Problem description »
From the line containing "Note: identify the grey" through the last line of the entries below, repeat each line word for word and leave out the rest.

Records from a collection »
====================

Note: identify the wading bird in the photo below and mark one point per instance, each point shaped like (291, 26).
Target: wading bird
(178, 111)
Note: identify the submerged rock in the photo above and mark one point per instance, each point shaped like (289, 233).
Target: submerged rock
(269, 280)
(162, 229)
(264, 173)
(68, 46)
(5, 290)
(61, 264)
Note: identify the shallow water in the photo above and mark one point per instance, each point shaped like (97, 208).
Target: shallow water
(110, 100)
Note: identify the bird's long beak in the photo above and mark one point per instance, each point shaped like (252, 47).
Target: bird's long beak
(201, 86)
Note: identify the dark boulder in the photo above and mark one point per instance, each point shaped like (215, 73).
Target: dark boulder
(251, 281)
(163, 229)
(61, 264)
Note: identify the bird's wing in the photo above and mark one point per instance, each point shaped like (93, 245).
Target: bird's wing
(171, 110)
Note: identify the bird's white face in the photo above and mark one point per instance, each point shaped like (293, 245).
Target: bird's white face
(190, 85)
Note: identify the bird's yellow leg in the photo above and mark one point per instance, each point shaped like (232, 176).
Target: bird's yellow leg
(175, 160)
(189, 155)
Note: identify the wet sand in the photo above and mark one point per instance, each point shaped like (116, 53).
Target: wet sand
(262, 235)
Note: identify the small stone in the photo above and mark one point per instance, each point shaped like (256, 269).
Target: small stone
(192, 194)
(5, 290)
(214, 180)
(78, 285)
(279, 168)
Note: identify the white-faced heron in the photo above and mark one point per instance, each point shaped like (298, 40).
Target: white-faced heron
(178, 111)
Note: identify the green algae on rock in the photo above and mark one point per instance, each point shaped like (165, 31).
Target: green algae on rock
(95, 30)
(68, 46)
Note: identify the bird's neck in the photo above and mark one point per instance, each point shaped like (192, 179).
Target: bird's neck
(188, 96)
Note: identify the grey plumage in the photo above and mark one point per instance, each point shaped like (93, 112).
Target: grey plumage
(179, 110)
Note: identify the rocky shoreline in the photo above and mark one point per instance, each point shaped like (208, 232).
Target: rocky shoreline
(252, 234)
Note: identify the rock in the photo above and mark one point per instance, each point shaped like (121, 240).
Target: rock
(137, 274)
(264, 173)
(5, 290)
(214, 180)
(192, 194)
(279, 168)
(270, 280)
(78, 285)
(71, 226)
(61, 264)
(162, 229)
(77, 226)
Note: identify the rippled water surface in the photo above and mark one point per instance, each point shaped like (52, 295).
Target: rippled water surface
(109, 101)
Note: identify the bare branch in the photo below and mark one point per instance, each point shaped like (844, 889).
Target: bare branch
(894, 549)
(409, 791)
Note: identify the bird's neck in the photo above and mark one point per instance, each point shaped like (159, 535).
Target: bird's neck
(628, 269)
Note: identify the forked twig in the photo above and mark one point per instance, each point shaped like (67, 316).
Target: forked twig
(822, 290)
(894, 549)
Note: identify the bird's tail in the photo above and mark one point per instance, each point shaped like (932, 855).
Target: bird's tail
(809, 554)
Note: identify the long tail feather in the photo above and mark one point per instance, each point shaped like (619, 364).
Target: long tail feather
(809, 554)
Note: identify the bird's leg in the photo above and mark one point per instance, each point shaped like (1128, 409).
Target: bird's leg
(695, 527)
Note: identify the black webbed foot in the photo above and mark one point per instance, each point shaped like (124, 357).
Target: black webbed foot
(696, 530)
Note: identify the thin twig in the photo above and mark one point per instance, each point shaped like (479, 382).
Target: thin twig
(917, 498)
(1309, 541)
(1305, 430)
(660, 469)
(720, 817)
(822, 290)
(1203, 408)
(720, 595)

====================

Output for this exercise »
Note: identify the grey plumage in the photo above and mark one point per instance, each point shaped like (93, 112).
Target: grey plumage
(179, 110)
Note: identify the rocky shoreline in the photo above and mark one point per instance, each point shaped like (208, 232).
Target: rocky shoreline
(252, 234)
Note: identify the rock in the photo above and mark one point per instance, each point shaped like (121, 240).
Target: rock
(137, 274)
(264, 173)
(5, 290)
(214, 180)
(192, 194)
(279, 168)
(270, 280)
(78, 285)
(71, 226)
(61, 264)
(162, 229)
(77, 226)
Note: identify the rippled water surface in the photo above and mark one point per instance, each point shaped like (52, 295).
Target: rippled water surface
(109, 101)
Note: identify the bare branch in the photo below and mark one point per instance, each point shaped like (844, 889).
Target: bare branch
(894, 549)
(409, 791)
Note: identify the bird's neck in the photo above and mark one point per instance, each point shaped like (159, 535).
Target: bird's neck
(628, 269)
Note: identify the forked twig in the photo above and mark one point per instance, each point shaped like (67, 316).
Target: forked twig
(822, 290)
(894, 549)
Note: identify the bird's tail in the photo above and mark one point per instance, each point shaped like (932, 855).
Target: bird's tail
(809, 554)
Note: identify the long tail feather in the photo above and mark one point per instance, each point shaped like (619, 364).
Target: long tail feather
(809, 554)
Note: identify the bird's leg in the photo above and mark one point per instance, each point shaped like (1128, 409).
Target: bird's leg
(695, 527)
Note: identify the black webbed foot in the photo above and mark one point per instance, each point shaped like (124, 357).
Target: black webbed foot
(696, 530)
Note: identify the thin twig in the photo above and mark one point per instance, each point shaped like (479, 382).
Target: thin twig
(917, 498)
(1309, 541)
(1305, 430)
(660, 469)
(720, 817)
(822, 290)
(1203, 408)
(720, 595)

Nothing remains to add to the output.